WORK INSTRUCTIONS:
Copy out each line of the listing that has the word "ground" in it.

INPUT RECORDS:

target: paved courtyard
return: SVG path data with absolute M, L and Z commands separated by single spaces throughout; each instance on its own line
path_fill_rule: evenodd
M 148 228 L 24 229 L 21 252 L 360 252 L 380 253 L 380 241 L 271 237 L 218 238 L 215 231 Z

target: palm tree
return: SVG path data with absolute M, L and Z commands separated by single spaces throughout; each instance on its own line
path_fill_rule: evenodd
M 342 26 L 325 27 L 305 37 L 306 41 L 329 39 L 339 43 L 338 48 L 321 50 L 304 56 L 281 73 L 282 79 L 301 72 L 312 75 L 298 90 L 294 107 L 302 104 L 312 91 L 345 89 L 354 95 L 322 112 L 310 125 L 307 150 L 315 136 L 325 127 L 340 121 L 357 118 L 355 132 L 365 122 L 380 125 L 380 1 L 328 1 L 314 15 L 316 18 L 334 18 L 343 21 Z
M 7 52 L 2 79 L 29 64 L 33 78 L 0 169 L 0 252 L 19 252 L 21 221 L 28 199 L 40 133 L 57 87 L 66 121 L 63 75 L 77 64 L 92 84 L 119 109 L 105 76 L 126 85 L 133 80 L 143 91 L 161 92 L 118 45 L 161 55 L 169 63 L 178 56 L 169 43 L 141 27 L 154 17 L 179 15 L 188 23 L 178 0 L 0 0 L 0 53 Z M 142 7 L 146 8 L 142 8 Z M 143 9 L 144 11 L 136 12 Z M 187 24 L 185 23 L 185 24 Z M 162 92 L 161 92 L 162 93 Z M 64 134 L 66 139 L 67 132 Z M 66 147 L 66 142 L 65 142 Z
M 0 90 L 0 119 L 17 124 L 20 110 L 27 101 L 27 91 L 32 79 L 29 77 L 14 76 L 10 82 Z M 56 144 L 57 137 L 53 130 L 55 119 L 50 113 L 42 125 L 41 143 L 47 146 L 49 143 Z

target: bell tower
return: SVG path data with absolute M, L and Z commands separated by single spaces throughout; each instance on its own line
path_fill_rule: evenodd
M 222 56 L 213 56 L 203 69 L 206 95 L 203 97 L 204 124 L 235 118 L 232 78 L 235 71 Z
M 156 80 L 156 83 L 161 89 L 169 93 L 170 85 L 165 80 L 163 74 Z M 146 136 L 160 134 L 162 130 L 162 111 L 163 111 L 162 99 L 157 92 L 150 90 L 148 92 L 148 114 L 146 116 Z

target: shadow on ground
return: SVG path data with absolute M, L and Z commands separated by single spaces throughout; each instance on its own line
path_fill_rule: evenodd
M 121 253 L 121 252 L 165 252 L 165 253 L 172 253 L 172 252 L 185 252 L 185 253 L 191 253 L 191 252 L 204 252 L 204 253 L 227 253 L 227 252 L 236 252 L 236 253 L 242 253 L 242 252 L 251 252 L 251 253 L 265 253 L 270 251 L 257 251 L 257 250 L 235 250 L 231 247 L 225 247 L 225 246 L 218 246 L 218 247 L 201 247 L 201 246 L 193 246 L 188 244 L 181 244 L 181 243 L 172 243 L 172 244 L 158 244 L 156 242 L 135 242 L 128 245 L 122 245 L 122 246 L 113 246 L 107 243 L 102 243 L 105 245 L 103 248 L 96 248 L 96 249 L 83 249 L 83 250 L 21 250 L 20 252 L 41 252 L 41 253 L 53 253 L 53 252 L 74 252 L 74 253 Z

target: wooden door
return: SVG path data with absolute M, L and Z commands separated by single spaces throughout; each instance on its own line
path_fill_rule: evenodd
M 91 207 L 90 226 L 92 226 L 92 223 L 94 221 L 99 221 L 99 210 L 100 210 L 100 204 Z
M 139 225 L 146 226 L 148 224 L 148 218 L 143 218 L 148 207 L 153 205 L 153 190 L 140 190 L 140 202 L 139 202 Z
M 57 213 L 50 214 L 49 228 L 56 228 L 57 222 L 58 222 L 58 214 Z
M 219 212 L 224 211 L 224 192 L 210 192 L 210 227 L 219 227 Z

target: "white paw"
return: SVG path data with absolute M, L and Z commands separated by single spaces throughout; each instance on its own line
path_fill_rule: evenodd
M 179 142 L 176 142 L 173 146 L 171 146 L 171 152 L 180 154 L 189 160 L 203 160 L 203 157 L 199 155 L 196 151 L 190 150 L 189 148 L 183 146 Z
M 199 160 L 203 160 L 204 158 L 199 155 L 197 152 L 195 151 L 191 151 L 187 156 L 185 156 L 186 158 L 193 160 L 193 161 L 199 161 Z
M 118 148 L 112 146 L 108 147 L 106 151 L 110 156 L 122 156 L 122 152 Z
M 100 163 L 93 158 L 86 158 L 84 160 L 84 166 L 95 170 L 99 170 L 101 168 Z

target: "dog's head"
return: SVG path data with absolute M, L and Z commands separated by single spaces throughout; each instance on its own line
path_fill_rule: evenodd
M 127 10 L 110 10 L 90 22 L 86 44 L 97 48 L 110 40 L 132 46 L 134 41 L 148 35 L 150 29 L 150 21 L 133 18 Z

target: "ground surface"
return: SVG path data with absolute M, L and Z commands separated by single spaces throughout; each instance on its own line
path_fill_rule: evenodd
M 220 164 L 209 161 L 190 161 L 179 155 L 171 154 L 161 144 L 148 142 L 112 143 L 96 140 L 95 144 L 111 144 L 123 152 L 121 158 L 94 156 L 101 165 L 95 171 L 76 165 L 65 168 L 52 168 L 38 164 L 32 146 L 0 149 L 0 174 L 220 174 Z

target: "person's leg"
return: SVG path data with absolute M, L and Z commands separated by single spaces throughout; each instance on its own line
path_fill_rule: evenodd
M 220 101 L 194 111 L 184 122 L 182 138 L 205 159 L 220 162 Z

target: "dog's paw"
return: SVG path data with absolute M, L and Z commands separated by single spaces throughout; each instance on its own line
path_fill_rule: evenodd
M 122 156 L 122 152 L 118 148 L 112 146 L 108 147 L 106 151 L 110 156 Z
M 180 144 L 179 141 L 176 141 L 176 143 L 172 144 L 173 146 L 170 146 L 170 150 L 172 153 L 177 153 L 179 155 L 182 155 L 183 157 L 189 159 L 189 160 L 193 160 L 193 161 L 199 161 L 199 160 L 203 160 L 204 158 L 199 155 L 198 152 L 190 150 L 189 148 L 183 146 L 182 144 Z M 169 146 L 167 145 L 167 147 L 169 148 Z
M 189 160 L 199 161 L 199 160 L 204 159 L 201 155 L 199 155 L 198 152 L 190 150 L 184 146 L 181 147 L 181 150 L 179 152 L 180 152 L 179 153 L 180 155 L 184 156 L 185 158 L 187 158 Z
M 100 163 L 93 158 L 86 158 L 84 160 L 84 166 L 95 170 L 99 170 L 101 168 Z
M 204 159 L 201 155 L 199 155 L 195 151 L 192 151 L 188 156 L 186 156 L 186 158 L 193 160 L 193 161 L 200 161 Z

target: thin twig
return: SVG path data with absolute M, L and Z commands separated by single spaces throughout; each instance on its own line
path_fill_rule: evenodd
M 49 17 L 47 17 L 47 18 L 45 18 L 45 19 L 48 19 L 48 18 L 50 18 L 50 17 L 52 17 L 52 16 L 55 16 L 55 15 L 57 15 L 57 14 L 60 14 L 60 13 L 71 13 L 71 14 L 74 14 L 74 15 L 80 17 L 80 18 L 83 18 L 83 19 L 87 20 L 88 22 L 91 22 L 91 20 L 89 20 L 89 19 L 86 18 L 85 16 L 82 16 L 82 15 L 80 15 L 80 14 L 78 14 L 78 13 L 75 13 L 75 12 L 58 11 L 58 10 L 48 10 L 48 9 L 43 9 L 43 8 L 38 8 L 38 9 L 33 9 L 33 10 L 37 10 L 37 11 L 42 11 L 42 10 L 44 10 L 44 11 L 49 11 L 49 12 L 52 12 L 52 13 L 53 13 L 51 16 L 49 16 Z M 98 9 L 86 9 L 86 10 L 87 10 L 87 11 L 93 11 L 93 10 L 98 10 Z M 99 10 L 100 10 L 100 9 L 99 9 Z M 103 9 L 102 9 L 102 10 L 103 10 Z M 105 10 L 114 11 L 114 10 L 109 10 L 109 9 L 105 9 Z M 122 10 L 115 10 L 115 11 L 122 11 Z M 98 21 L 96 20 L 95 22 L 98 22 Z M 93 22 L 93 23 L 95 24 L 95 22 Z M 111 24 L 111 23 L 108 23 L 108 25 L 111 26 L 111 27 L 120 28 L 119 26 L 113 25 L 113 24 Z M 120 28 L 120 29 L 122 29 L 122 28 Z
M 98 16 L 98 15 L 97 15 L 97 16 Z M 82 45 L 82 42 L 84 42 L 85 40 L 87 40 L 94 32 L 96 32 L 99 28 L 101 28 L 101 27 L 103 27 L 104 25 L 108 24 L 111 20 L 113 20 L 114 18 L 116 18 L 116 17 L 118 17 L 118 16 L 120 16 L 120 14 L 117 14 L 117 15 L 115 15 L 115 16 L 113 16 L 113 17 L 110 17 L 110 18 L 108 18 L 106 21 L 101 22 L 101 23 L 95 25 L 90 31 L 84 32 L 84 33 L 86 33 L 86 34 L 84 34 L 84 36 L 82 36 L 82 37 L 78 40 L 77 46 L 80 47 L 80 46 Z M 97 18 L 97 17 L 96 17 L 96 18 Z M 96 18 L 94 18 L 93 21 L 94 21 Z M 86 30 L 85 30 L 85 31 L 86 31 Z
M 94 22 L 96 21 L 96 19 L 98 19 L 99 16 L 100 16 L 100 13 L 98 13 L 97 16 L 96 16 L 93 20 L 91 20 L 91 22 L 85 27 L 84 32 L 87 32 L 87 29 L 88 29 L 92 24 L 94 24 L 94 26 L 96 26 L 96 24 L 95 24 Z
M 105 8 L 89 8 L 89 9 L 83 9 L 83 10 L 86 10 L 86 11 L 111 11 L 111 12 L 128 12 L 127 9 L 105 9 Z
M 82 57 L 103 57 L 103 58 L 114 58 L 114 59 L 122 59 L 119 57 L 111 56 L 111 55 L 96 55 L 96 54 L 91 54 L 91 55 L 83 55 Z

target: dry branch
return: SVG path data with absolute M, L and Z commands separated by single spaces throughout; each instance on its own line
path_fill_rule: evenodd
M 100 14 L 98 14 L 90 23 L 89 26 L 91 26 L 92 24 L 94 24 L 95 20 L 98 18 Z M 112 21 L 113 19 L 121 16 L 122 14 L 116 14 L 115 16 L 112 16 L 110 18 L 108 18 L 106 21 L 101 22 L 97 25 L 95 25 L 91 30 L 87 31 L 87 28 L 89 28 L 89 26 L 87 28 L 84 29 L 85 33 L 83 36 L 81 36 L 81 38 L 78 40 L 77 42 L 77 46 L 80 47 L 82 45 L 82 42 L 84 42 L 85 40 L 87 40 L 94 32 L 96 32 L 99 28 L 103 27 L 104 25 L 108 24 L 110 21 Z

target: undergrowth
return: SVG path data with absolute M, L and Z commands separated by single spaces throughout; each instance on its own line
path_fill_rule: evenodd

ANSWER SPACE:
target: shadow on ground
target: "ground surface"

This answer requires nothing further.